**Exercise description**
Return, unchanged, the stretch of the rows below from the line that contains "of the night" through the line that contains "column 259, row 122", with both of those lines included.

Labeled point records

§

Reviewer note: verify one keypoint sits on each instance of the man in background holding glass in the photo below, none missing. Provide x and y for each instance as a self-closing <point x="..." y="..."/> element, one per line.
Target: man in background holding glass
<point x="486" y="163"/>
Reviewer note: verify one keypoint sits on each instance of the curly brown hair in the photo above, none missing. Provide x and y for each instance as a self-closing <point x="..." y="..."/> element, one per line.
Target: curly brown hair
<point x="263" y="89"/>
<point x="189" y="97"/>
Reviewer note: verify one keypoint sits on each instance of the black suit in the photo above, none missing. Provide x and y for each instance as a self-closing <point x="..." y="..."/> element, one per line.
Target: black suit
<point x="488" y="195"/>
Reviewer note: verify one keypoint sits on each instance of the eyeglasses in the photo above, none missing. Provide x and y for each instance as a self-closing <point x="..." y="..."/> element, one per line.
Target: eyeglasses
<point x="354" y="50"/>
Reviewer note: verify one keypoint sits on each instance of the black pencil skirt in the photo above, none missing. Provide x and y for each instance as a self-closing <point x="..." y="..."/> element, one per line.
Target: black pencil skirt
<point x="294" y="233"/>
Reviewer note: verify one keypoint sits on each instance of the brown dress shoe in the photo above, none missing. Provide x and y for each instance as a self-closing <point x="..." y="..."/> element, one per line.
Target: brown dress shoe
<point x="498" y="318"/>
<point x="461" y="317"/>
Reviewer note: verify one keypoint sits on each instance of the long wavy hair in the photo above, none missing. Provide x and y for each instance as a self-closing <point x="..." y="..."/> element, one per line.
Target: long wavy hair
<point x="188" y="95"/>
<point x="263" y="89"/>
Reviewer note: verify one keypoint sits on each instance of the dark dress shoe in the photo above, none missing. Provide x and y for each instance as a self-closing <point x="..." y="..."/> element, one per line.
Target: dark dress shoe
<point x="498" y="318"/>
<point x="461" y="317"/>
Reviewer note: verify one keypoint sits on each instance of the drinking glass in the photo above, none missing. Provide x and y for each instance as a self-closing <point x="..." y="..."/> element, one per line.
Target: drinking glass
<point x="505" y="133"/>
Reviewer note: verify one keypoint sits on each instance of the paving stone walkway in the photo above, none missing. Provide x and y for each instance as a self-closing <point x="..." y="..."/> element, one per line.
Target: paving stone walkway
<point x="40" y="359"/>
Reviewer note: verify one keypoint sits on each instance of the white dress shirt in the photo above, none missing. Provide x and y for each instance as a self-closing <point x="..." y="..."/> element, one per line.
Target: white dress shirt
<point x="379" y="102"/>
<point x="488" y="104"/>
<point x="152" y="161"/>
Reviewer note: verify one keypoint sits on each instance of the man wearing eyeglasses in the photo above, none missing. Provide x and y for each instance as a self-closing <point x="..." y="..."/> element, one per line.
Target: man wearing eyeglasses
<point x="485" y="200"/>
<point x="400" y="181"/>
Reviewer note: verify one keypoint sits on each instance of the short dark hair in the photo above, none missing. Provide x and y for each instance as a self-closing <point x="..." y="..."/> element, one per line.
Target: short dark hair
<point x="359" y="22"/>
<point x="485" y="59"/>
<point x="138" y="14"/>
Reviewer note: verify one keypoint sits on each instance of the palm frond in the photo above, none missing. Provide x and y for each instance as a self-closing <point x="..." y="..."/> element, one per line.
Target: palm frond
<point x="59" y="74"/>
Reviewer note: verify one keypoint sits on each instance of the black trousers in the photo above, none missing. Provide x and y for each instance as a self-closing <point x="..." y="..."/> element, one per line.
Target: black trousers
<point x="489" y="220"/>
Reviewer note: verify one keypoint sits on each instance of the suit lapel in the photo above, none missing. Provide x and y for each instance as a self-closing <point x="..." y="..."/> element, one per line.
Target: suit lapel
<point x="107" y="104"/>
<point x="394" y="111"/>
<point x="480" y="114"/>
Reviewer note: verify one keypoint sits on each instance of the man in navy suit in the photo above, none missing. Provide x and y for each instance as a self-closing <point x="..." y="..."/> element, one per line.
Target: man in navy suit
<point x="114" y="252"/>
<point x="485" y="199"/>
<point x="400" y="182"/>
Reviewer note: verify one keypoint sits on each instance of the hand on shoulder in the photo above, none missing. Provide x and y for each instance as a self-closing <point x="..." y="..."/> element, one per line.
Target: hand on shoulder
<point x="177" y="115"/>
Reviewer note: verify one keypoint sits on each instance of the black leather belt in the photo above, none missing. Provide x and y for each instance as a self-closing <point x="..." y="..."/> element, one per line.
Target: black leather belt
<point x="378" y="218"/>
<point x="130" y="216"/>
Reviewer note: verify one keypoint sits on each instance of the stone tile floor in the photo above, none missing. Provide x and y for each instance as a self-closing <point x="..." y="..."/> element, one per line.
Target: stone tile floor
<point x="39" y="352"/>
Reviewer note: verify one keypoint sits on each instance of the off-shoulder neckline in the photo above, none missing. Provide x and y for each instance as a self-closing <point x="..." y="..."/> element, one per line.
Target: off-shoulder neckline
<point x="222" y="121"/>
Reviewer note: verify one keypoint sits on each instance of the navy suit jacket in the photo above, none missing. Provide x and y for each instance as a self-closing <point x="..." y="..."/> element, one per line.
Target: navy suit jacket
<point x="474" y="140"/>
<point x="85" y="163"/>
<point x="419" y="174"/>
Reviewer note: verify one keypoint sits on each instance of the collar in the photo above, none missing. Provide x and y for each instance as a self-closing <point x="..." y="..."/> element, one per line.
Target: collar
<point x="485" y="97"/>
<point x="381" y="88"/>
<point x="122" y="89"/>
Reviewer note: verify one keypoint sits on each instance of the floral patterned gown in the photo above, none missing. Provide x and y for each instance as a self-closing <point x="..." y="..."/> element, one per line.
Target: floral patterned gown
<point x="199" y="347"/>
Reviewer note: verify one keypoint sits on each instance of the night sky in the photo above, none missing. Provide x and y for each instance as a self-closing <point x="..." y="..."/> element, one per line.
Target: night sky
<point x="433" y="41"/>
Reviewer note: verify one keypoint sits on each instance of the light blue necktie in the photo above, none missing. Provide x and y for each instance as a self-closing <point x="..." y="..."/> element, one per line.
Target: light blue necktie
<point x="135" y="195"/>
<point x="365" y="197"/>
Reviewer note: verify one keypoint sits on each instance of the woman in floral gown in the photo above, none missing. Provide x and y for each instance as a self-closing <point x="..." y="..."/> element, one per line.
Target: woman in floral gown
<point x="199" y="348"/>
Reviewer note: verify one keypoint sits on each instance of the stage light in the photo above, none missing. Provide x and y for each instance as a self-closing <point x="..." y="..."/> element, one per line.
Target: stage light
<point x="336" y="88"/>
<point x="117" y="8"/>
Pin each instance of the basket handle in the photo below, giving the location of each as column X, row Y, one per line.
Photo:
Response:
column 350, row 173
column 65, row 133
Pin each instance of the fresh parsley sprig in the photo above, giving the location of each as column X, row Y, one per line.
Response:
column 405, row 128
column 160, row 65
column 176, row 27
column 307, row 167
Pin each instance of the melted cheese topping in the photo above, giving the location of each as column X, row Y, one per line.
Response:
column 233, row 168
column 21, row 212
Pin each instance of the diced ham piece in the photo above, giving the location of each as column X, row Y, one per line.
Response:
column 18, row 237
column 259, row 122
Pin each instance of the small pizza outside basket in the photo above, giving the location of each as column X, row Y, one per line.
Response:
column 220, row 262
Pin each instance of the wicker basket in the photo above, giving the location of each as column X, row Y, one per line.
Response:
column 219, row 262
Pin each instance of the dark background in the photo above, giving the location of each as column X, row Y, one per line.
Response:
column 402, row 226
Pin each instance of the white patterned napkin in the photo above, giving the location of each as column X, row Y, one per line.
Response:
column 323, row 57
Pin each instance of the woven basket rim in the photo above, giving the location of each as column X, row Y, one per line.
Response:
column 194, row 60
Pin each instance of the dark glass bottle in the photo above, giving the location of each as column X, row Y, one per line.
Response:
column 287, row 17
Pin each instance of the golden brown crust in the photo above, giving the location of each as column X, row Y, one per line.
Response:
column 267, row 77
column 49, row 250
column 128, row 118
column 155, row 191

§

**Right answer**
Reviewer note: verify one keypoint sits on each instance of the night sky in the photo above, none missing. Provide x and y for each instance as a self-closing <point x="..." y="..."/> element, one per line.
Target: night sky
<point x="433" y="41"/>
Reviewer note: verify one keypoint sits on each instance of the light blue necktie in the photo above, none missing. Provide x and y for each instance as a self-closing <point x="..." y="..."/> element, one per line.
Target: light blue necktie
<point x="135" y="195"/>
<point x="365" y="197"/>
Reviewer note: verify one keypoint sits on each instance of the woman in floral gown in the photo above, none missing. Provide x and y for each instance as a self-closing <point x="..." y="..."/> element, one per line.
Target: woman in floral gown
<point x="199" y="348"/>
Reviewer note: verify one keypoint sits on each instance of the stage light in the photo above, none missing. Provide x and y for each instance as a self-closing <point x="..." y="..."/> element, one per line.
Target: stage light
<point x="336" y="88"/>
<point x="117" y="8"/>
Pin each instance of the basket handle in the photo below, giving the location of each as column X, row Y, one per line.
Photo:
Response:
column 350, row 173
column 65, row 133
Pin each instance of the fresh parsley sprig in the photo above, giving the location of each as column X, row Y, one per line.
Response:
column 405, row 128
column 160, row 65
column 176, row 27
column 307, row 167
Pin each instance of the melted cheese topping in the photo above, giving the location of each as column X, row Y, one per line.
Response:
column 233, row 168
column 21, row 212
Pin each instance of the diced ham piece in the photo above, giving the location of each as column X, row Y, one per line.
Response:
column 18, row 237
column 259, row 122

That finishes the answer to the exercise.